-- Start --

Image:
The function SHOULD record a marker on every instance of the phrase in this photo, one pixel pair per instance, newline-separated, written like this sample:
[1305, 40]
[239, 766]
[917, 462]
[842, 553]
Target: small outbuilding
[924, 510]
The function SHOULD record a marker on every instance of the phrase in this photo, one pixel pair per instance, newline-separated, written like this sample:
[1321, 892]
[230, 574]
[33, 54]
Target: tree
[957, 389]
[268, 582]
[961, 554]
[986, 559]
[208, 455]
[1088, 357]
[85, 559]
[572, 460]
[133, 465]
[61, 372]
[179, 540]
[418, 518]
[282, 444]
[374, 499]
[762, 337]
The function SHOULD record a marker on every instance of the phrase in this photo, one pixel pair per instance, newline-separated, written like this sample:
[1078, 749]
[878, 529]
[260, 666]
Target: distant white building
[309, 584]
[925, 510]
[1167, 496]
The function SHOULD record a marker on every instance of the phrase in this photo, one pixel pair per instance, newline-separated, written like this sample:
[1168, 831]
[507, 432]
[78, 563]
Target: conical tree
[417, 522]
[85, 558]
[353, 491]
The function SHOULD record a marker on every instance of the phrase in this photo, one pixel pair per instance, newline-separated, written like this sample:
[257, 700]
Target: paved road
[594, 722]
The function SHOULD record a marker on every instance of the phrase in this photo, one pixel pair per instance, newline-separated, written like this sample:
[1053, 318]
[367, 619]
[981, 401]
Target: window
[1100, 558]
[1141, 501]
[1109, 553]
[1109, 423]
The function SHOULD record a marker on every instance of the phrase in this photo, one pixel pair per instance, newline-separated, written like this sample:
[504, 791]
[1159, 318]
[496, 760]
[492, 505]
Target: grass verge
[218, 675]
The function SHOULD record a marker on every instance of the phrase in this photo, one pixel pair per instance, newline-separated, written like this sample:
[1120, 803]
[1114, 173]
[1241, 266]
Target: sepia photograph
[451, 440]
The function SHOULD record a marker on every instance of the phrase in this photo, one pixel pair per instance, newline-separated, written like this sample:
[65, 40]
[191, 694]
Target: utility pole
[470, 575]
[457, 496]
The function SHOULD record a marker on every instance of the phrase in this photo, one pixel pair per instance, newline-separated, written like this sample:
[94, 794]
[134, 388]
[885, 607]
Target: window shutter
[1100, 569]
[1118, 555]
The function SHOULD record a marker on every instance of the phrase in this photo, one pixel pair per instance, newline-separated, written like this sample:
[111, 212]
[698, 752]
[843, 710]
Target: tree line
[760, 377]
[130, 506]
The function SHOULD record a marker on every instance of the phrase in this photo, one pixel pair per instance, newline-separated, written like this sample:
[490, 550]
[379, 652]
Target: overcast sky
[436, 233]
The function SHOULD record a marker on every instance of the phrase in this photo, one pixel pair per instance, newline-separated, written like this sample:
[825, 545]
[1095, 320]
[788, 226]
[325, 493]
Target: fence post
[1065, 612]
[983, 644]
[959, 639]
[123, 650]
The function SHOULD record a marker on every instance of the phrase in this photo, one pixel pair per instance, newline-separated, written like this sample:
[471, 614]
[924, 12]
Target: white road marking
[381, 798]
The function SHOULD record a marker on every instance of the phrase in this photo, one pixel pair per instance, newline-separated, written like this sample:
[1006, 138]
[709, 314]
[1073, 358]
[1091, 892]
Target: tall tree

-- End --

**Directive**
Extract every line from the rows above that contains the string "window". Matching is case-sensitive.

**Task output**
Target: window
Target: window shutter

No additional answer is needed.